■ Your assignment ■
Nothing in the records should differ when you write them out again.

■ ■ ■ ■ ■ ■ ■

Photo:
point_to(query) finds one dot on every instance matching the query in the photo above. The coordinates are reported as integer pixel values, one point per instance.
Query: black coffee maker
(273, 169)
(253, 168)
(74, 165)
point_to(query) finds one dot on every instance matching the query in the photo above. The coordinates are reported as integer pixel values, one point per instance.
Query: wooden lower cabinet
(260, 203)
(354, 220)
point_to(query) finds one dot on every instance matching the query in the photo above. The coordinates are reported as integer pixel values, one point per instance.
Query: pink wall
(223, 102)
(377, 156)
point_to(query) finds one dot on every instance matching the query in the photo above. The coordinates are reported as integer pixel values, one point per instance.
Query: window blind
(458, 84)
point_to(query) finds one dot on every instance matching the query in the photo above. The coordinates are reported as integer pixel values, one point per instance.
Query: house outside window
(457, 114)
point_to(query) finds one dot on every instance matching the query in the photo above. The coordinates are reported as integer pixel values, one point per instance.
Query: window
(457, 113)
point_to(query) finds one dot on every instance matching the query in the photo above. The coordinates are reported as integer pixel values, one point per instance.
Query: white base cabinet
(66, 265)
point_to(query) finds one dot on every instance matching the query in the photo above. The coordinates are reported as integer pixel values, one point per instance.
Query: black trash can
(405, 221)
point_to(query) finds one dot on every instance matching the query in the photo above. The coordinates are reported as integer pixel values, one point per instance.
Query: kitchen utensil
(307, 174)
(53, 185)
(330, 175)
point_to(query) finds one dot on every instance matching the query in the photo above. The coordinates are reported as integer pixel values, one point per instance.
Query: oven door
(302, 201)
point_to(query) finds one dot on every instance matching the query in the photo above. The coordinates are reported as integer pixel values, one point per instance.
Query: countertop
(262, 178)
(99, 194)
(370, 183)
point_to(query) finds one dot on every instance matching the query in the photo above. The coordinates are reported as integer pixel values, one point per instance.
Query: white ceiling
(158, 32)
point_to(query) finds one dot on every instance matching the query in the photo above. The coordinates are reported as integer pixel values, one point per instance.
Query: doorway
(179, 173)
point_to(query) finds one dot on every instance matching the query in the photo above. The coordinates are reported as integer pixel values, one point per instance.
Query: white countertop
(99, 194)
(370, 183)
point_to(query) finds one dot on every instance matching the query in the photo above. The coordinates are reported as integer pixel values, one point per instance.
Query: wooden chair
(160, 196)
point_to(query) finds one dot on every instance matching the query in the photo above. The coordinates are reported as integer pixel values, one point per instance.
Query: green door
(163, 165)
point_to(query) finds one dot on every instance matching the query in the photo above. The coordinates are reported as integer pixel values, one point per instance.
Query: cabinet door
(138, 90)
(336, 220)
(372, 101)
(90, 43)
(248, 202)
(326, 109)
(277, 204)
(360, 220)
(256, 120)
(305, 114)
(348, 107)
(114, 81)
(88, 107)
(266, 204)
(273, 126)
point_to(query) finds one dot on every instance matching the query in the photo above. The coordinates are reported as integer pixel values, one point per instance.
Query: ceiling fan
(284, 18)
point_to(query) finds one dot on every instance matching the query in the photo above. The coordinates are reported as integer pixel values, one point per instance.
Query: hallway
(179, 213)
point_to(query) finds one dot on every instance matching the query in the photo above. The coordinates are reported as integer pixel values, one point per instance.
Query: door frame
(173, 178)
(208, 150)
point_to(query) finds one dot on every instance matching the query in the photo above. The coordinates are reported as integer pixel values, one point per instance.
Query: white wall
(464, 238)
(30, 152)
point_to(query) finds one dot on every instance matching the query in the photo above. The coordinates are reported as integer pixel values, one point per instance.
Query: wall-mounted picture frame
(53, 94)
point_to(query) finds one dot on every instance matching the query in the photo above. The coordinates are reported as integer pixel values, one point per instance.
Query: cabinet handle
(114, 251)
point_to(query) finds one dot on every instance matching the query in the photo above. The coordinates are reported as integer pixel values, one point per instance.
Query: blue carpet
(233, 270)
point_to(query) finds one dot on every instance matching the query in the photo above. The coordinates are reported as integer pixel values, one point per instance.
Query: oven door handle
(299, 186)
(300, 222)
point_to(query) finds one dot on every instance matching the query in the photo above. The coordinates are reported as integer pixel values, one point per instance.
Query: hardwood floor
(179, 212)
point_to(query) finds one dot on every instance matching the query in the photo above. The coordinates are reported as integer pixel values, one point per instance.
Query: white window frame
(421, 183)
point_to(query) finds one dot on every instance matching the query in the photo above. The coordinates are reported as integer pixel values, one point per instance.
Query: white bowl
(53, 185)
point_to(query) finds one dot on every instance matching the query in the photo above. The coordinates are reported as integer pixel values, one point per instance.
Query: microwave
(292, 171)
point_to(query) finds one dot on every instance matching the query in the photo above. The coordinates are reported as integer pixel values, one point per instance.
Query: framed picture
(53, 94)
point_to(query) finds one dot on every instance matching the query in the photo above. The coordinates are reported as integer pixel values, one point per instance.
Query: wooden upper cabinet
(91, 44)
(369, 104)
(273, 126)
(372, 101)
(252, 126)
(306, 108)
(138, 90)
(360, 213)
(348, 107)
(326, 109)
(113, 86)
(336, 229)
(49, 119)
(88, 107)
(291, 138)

■ ■ ■ ■ ■ ■ ■

■ Answer box ■
Photo:
point_to(query) finds one dot on every instance matching the query in the photo above. The coordinates are reported as integer pixel values, one point per instance.
Query: black coffee maker
(273, 169)
(253, 168)
(74, 165)
point_to(query) finds one dot on every instance matching the query in the photo above. The coordinates are reported as integer pixel values, one point per instance.
Query: wooden lower cabinet
(260, 203)
(354, 220)
point_to(query) finds one dot on every instance matching the query in the photo above. The coordinates are reported as integer pixel values, one point per instance.
Query: pink wall
(223, 102)
(377, 156)
point_to(query) finds one dot on every instance matching the query in the photo above. The coordinates are reported as integer pixel values, one point per instance.
Query: window blind
(458, 84)
point_to(query) finds one dot on every instance matching the query in the photo above. The coordinates are reported as integer pixel values, one point per instance.
Query: house outside window
(457, 114)
point_to(query) finds one dot on every instance matching the query in the photo above. The coordinates are reported as integer pixel values, one point per instance.
Query: window
(457, 113)
point_to(query) finds one dot on every instance matching the query in the photo above. The coordinates are reported as integer pixel values, one point per instance.
Query: white base cabinet
(66, 265)
point_to(query) finds one dot on every instance matching the query in the photo above. The coordinates are reported as integer pixel values, one point per instance.
Query: black trash can
(405, 221)
point_to(query) finds one dot on every instance matching the query in the photo above. The coordinates are reported as integer pixel values, one point per instance.
Query: kitchen utensil
(307, 174)
(53, 185)
(330, 175)
point_to(query) finds one dot on every instance matching the query in the photo above. The coordinates are reported as integer pixel values, one point per instance.
Query: oven door
(302, 201)
point_to(query) finds one dot on every instance matching the query in the photo above. The coordinates are reported as integer pixel values, one point per instance.
Query: countertop
(262, 178)
(99, 194)
(370, 183)
point_to(query) finds one dot on every instance matching the query in the photo above. The coordinates are reported as integer pixel values, one point per instance.
Query: white ceiling
(158, 32)
point_to(query) finds one dot on every instance matching the query in the photo above. The coordinates are reported as integer pixel values, one point per instance.
Query: doorway
(179, 173)
point_to(query) finds one dot on every instance matching the query in the photo above. The coordinates are reported as integer pixel values, one point per instance.
Query: white countertop
(99, 194)
(370, 183)
point_to(query) finds one dot on every instance matching the query in the photo above. The coordinates are reported as integer pixel values, one point per instance.
Query: wooden chair
(160, 196)
point_to(query) finds one dot on every instance matching the query in the photo above. The coordinates are reported as integer pixel values, one point per instance.
Query: green door
(163, 165)
point_to(query) finds one dot on every instance matching the query in the photo above. The coordinates are reported as integer pixel values, one point per instance.
Query: cabinet door
(138, 90)
(336, 220)
(372, 101)
(90, 43)
(248, 202)
(326, 109)
(277, 204)
(360, 220)
(256, 120)
(305, 114)
(348, 107)
(114, 81)
(88, 107)
(266, 204)
(273, 126)
point_to(query) finds one dot on every instance matching the query in the photo above. The coordinates are reported as integer pixel values, one point per instance.
Query: ceiling fan
(284, 18)
point_to(query) finds one dot on every instance matching the query in the photo above. The coordinates are reported as integer pixel values, one point per instance.
Query: hallway
(179, 213)
point_to(query) finds one dot on every instance matching the query in the photo above. The coordinates are reported as integer pixel values, one point per instance.
Query: door frame
(173, 178)
(208, 150)
point_to(query) finds one dot on every instance matching the query in the photo above. The coordinates are reported as integer pixel values, one point per instance.
Query: white wall
(464, 238)
(30, 152)
point_to(query) finds one dot on every instance matching the query in the photo above. The coordinates are reported as integer pixel values, one point per instance.
Query: wall-mounted picture frame
(53, 94)
point_to(query) finds one dot on every instance matching the query in the photo above. The coordinates are reported as integer pixel values, one point per instance.
Query: cabinet handle
(114, 251)
point_to(query) finds one dot on every instance matching the query in the photo above. The coordinates are reported as integer pixel values, one point per instance.
Query: blue carpet
(233, 270)
point_to(query) finds one dot on every instance matching the query in the photo above. The coordinates are reported as integer pixel values, one point per instance.
Query: oven door handle
(299, 186)
(300, 222)
point_to(query) finds one dot on every instance matching the query in the photo above. The coordinates are reported as integer pixel values, one point per instance.
Query: hardwood floor
(179, 212)
point_to(query) finds one dot on every instance matching the query in the photo above. The coordinates are reported as integer pixel values, one point per instance.
Query: white window frame
(421, 183)
point_to(query) finds one dot on every instance matching the query in the photo above. The coordinates are reported as integer pixel values, one point per instance.
Query: white bowl
(53, 185)
point_to(query) finds one dot on every instance matching the query in the photo above. The coordinates are reported as integer pixel values, one point per instance.
Query: microwave
(292, 171)
point_to(query) finds one dot on every instance matching the query in the photo above. The coordinates are reported as integer pixel values, one point per instance.
Query: framed picture
(53, 94)
point_to(query) finds one dot on every instance matching the query in the photo above. The coordinates are reported as integer pixel values, one point per instance.
Query: wooden upper cabinet
(91, 44)
(369, 104)
(273, 126)
(372, 101)
(252, 126)
(306, 108)
(138, 90)
(360, 213)
(348, 107)
(326, 109)
(113, 86)
(336, 229)
(49, 119)
(88, 107)
(291, 138)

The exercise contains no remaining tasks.